(Reading text Opens)
The colour of your wee can be an indicator of a health problem


When it comes to going for a wee, most of us get the job done, flush, wash our hands  then head off on our merry way.But maybe we should be taking a little more notice of the toilet bowl when we pee, because the colour of your urine can actually be a really good indicator of your health. “The colour of the wee can depend on lots of things, like what you have eaten, medication you might be taking and how dehydrated you are,” explains Dr. Richard Parkinson, Consultant Urologist for BMI at the Park Hospital in Nottingham. “But there are also some illnesses that can make the wee change colour too.” According to Dr Parkinson, the colour of your pee actually gives an idea of hydration levels, with dark yellow colours suggesting you’re not drinking enough water.

“Most people drink about 1.5L fluid per day, but sometimes you need more than this if you are working in a hot environment or exercising a lot,” he says. “If the urine becomes yellow or orange, then you are getting slightly dehydrated and should aim to drink more; ideally, the urine should be a pale yellow or clear colour.” While the optimum urine colour is pale straw, if your pee is a lighter colour than this could indicate that you’re drinking more water than you need to. And while this is generally harmless, it might need to more frequent trips to the loo.

Dr Parkinson says that when we’re dehydrated, urine becomes more concentrated as the body tries to hold onto as much water as it can. “This is not ideal and can make you more prone to urine infections and kidney stones, for example. People who have had a kidney stone in the past need to be particularly careful not to allow themselves to become dehydrated as the risk of further stones is significantly higher if they do.”

But the colour pee that offers the most cause for concern is red. While this could be down to the foods you’ve eaten, beetroot can totally turn your pee red, it could also be an indicator of something more serious. “The main concern is if the urine shows signs of possible blood,” Dr Parkinson explains. “If the urine is red or pink, then this could be blood in the urine. The blood might be coming from the kidneys or bladder.”
(Reading text Closes)
(Raw data Opens)
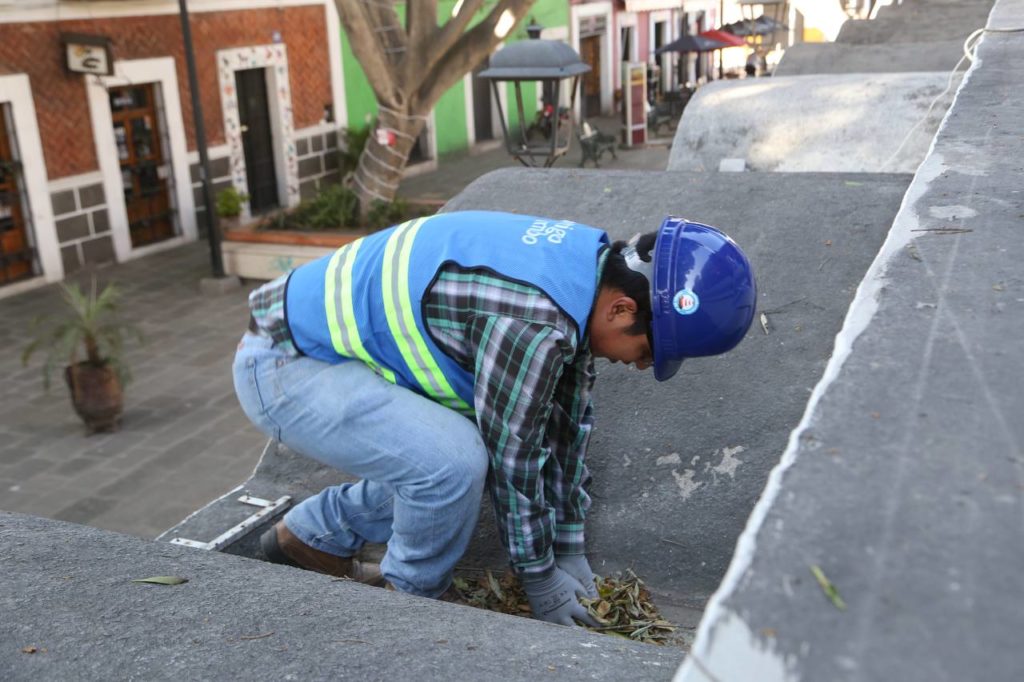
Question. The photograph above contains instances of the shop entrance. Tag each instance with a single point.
(Raw data Closes)
▶ [Exercises]
1) In the text on urine color, why does urine become more concentrated when a person is dehydrated, and why is that a problem? Answer in one to three sentences.
2) List everything that Dr. Parkinson says in the first paragraph of the text on urine color can change the color of urine.
Answer using only the text on urine color, not the lines.

▶ [List of answers]
1) Urine becomes more concentrated because the body tries to hold onto as much water as it can. This can make a person more prone to urine infections and kidney stones.

2)
- What you have eaten
- Medication you might be taking
- How dehydrated you are
- Some illnesses